Provided data Start Marker

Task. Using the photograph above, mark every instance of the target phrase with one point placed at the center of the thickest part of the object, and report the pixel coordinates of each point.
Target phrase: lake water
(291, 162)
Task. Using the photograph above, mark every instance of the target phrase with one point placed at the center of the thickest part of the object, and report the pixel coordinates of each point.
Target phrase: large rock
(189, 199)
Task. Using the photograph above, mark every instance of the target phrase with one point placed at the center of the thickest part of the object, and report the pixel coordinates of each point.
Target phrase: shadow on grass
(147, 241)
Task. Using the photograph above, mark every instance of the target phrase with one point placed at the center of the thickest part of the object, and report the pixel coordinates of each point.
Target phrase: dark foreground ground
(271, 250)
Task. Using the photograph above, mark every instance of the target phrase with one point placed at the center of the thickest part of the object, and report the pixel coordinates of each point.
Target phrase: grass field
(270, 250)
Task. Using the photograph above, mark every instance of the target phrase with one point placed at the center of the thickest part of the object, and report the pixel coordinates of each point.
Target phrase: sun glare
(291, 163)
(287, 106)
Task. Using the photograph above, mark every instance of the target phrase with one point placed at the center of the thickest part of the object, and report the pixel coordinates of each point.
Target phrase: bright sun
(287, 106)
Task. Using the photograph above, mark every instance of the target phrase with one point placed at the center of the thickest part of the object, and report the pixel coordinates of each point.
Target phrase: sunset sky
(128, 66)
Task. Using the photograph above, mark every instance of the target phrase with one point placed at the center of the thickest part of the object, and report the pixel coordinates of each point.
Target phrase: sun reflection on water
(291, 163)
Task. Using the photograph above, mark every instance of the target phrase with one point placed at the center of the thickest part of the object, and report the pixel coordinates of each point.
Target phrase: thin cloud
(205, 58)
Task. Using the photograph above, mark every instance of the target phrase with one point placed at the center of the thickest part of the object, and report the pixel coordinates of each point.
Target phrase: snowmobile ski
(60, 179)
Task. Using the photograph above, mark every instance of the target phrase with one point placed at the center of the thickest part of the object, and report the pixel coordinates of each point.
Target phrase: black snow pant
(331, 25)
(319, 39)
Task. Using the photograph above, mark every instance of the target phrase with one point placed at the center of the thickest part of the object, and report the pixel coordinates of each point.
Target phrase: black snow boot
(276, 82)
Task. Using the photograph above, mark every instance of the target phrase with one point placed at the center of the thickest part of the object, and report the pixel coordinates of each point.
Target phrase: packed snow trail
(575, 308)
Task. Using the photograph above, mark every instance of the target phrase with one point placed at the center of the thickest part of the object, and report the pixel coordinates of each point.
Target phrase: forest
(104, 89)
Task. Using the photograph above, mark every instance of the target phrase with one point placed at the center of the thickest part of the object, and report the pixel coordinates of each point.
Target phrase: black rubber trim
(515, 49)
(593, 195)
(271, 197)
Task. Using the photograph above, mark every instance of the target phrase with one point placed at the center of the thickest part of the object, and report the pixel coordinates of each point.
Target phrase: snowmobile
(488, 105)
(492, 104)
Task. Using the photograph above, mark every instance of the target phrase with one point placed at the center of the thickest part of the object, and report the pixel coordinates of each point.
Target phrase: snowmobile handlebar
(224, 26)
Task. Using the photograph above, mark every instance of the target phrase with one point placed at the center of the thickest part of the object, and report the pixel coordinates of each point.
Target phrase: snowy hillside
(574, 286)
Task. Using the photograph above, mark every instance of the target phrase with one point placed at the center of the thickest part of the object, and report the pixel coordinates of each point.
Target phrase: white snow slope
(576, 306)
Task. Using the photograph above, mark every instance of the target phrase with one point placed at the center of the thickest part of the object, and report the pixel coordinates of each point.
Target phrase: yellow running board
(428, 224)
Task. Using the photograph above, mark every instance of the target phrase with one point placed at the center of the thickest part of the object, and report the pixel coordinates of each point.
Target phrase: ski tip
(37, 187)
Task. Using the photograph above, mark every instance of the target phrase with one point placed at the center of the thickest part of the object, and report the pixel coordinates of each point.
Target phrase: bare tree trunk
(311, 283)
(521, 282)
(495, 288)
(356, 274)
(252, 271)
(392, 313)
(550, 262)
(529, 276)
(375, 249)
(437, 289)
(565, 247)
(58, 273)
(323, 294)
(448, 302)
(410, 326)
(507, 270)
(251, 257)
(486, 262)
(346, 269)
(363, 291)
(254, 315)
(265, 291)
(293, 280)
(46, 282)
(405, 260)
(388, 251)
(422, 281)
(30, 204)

Provided data End Marker

» Problem statement
All records above need to be set down again exactly as written.

» Task output
Task. Using the photograph above, mark every instance of the target phrase with one point placed at the center of the thickest part of the object, and report the pixel coordinates of each point.
Target phrase: lake water
(291, 162)
Task. Using the photograph above, mark every instance of the target phrase with one point placed at the center of the thickest part of the object, and report the pixel coordinates of each point.
Target phrase: large rock
(189, 199)
Task. Using the photograph above, mark every instance of the target phrase with one point placed at the center of the thickest part of the object, and report the pixel coordinates of each point.
Target phrase: shadow on grass
(147, 241)
Task. Using the photograph above, mark every instance of the target phrase with one point placed at the center of the thickest part of the object, and report the pixel coordinates of each point.
Target phrase: dark foreground ground
(271, 250)
Task. Using the photograph above, mark every instance of the target phrase with one point placed at the center of the thickest part of the object, and report the pixel coordinates of each point.
Target phrase: grass field
(270, 250)
Task. Using the photograph above, mark every instance of the target phrase with one point placed at the center of the thickest part of the object, and report the pixel coordinates of each point.
Target phrase: sun glare
(291, 163)
(287, 106)
Task. Using the photograph above, mark every instance of the target phrase with one point placed at the center of the thickest part of the object, and report the pixel coordinates of each point.
Target phrase: bright sun
(287, 106)
Task. Using the photograph above, mark every instance of the target phrase with one point placed at the center of the thickest part of the object, and report the pixel coordinates of each point.
Target phrase: sunset sky
(128, 66)
Task. Using the photograph above, mark every instance of the target phrase with one point placed at the center of the thickest part of the object, and report the pixel coordinates of each point.
Target phrase: sun reflection on water
(291, 163)
Task. Using the photograph above, mark every instance of the target phrase with one point placed at the center of the thickest part of the object, and report the pixel coordinates of each point.
Target phrase: thin cloud
(205, 58)
Task. Using the photograph above, mark every instance of the target phrase with one point placed at the center of the thickest part of the object, and report the pixel coordinates of each point.
Target phrase: snowmobile ski
(60, 179)
Task. Using the photograph above, mark every instance of the target phrase with one point placed at the center of the thickest part of the object, and report the pixel coordinates of each point.
Target phrase: black snow pant
(331, 25)
(319, 39)
Task. Using the photograph above, mark every instance of the target phrase with one point placed at the center of the thickest part of the object, and report the pixel coordinates of each point.
Target phrase: black snow boot
(276, 82)
Task. Using the photograph above, mark every instance of the target phrase with one point placed at the center of the thickest part of the object, and report the pixel coordinates of each point.
Target phrase: packed snow trail
(575, 308)
Task. Using the photograph above, mark every instance of the target phrase with one point placed at the center of the thickest part of the object, and report the pixel coordinates of each point.
Target phrase: forest
(104, 89)
Task. Using the photograph above, mark every instance of the target phrase with one point placed at the center of the thickest part of the object, and report the pixel coordinates of each point.
Target phrase: black rubber trim
(515, 49)
(593, 195)
(271, 197)
Task. Using the photograph above, mark every instance of the target phrase with one point placed at the center of the thickest part of the object, and report the pixel coordinates of each point.
Target phrase: snowmobile
(488, 105)
(492, 104)
Task. Using the photograph above, mark every instance of the target phrase with one point placed at the center of the thickest part of the object, and report the pixel coordinates of each point.
Target phrase: snowmobile handlebar
(224, 26)
Task. Using the photograph above, mark every instance of the target phrase with one point placed at the center of the thickest part of the object, and report the pixel coordinates of each point.
Target phrase: snowy hillside
(574, 286)
Task. Using the photograph above, mark every instance of the target phrase with one point placed at the center of the thickest part of the object, and report the pixel coordinates of each point.
Target phrase: white snow slope
(576, 306)
Task. Using the photograph above, mark every instance of the target phrase with one point placed at the center of the thickest part of the object, and report the pixel coordinates of each point.
Target phrase: yellow running board
(428, 224)
Task. Using the photograph above, mark every instance of the target phrase with one point placed at the center of the thickest part of the object, and report the pixel coordinates of each point.
Target phrase: ski tip
(37, 187)
Task. Using the photograph above, mark every instance of the target phrase with one point placed at the center of the thickest part of the object, and report the pixel coordinates of each point.
Target phrase: bare tree trunk
(311, 283)
(521, 282)
(495, 288)
(356, 274)
(252, 271)
(392, 313)
(550, 262)
(529, 276)
(375, 249)
(437, 289)
(565, 247)
(58, 273)
(323, 294)
(448, 302)
(410, 326)
(507, 270)
(251, 257)
(486, 262)
(346, 269)
(363, 291)
(254, 315)
(265, 291)
(293, 280)
(46, 282)
(405, 260)
(388, 251)
(422, 281)
(30, 204)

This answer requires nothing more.